**Exercise goal:** Copy the material below line by line, without changing a single character.
-- BEGIN --
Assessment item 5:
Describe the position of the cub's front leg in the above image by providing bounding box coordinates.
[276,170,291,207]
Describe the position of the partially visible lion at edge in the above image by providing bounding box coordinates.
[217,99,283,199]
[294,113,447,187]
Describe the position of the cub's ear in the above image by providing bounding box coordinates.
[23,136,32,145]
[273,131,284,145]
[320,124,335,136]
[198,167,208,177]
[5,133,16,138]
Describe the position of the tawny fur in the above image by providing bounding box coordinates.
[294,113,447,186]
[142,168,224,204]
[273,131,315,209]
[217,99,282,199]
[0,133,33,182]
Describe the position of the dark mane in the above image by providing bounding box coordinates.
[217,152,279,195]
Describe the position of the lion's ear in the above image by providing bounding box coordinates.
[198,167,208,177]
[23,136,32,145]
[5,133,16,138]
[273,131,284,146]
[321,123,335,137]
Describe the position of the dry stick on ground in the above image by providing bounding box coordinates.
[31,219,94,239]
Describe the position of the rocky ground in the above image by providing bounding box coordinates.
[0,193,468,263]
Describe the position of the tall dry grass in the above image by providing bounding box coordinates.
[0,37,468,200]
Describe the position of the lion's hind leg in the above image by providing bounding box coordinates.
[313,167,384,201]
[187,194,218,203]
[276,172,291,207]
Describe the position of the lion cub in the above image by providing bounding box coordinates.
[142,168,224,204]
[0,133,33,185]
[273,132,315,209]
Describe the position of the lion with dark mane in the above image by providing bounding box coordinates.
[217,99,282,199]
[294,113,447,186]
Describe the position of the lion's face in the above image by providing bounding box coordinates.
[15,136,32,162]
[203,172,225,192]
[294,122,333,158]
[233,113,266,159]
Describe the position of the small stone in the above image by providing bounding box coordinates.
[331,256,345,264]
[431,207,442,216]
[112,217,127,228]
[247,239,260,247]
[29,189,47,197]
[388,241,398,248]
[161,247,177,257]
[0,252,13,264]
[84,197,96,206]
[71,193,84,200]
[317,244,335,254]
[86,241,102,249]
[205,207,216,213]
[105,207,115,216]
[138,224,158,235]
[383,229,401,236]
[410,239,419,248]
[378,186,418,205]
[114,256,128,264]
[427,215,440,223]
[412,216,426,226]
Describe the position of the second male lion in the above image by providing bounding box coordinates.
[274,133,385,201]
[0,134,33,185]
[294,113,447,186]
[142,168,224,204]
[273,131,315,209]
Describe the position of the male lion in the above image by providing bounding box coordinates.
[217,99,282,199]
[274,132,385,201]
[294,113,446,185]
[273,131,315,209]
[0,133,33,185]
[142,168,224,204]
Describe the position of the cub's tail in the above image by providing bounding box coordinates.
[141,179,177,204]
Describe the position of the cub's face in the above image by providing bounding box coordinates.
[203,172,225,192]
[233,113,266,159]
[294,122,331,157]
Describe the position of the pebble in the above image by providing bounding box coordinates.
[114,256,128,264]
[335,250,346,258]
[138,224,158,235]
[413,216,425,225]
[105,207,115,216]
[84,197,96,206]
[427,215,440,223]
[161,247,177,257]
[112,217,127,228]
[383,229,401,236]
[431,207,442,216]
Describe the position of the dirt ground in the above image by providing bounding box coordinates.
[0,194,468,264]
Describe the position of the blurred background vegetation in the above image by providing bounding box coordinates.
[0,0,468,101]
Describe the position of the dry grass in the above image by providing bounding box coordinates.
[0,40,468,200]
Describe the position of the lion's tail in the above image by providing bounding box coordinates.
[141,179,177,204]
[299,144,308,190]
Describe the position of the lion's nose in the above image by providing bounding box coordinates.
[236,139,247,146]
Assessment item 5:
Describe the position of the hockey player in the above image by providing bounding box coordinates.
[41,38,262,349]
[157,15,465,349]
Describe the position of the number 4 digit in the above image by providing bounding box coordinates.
-- END --
**Solution to the problem:**
Assessment item 5:
Describe the position of the cub's front leg in the above image by providing bounding box coordinates.
[276,170,291,207]
Describe the position of the partially visible lion at edge in the above image by providing bounding box coordinates.
[217,99,283,199]
[294,113,447,187]
Describe the position of the cub's ear in the above image by providing bounding box coordinates.
[23,136,32,145]
[273,131,284,145]
[320,124,335,136]
[198,167,208,177]
[5,133,16,138]
Describe the position of the tawny fur in the above image by providing bounding box coordinates.
[294,113,447,186]
[142,168,224,204]
[273,131,315,209]
[217,99,282,199]
[0,133,33,182]
Describe the position of the dark mane in the above image by providing bounding box coordinates.
[217,152,279,195]
Describe the position of the lion's ear in the above image by providing bounding box coordinates.
[198,167,208,177]
[23,136,32,145]
[5,133,16,138]
[273,131,284,146]
[321,123,335,137]
Describe the position of the dry stick on ground in the above image by providing bounding box coordinates.
[31,219,94,239]
Describe the position of the rocky ground in the above image by providing bounding box coordinates.
[0,193,468,263]
Describe the position of the tall dry grass in the above image by providing bounding box coordinates.
[0,37,468,200]
Describe the position of the lion's hind leg in the above image by providing bounding box coordinates.
[313,167,384,201]
[187,194,218,203]
[276,172,291,207]
Describe the position of the lion cub in the above image by providing bounding box coordinates.
[142,168,224,204]
[0,133,33,185]
[273,132,315,209]
Describe the position of the lion with dark mane in the above image by providing bounding box coordinates.
[217,99,282,199]
[294,113,447,186]
Describe the position of the lion's face in the above image by providing bounding box coordinates.
[15,136,32,162]
[203,172,225,192]
[294,122,333,158]
[233,113,266,159]
Describe the position of the small stone in the above image by providing bounding box coordinates.
[331,256,345,264]
[431,207,442,216]
[112,217,127,228]
[247,239,260,247]
[29,189,47,197]
[388,241,398,248]
[161,247,177,257]
[0,252,13,264]
[84,197,96,206]
[71,193,84,200]
[317,244,335,254]
[86,241,102,249]
[205,207,216,213]
[105,207,115,216]
[138,224,158,235]
[383,229,401,236]
[410,239,419,248]
[378,186,418,205]
[114,256,128,264]
[427,215,440,223]
[412,216,426,226]
Describe the position of the second male lion in the above image by providing bounding box coordinates.
[274,133,385,201]
[0,134,33,185]
[294,113,447,186]
[142,168,224,204]
[273,131,315,209]
Describe the position of the male lion in the above image by providing bounding box coordinates.
[217,99,282,199]
[274,132,385,201]
[294,113,446,185]
[273,131,315,209]
[0,133,33,185]
[142,168,224,204]
Describe the position of the cub's tail in the above image by providing bounding box coordinates.
[141,179,177,204]
Describe the position of the cub's face in the above image by providing bounding box coordinates.
[203,172,225,192]
[233,113,266,159]
[294,122,331,157]
Describe the position of the pebble in the above image by providing bounding box coordinates.
[114,256,128,264]
[335,250,346,258]
[138,224,158,235]
[413,216,425,225]
[105,207,115,216]
[84,197,96,206]
[427,215,440,223]
[161,247,177,257]
[112,217,127,228]
[383,229,401,236]
[431,207,442,216]
Describe the position of the dirt ground in the above image by providing bounding box coordinates.
[0,194,468,264]
Describe the position of the blurred background vegetation in the above image by providing bounding box coordinates.
[0,0,468,101]
Describe the position of the dry grass in the above image by providing bounding box coordinates.
[0,40,468,200]
Describe the position of the lion's tail in the above image by providing bounding box coordinates.
[141,179,177,204]
[299,144,308,190]
Describe the position of the lion's nose in the above image by providing bounding box coordinates.
[236,139,247,146]
Assessment item 5:
Describe the position of the hockey player in the above image by providing bounding box coordinates.
[41,38,262,349]
[157,15,465,349]
Describe the position of the number 4 digit in the above image by providing bounding box coordinates.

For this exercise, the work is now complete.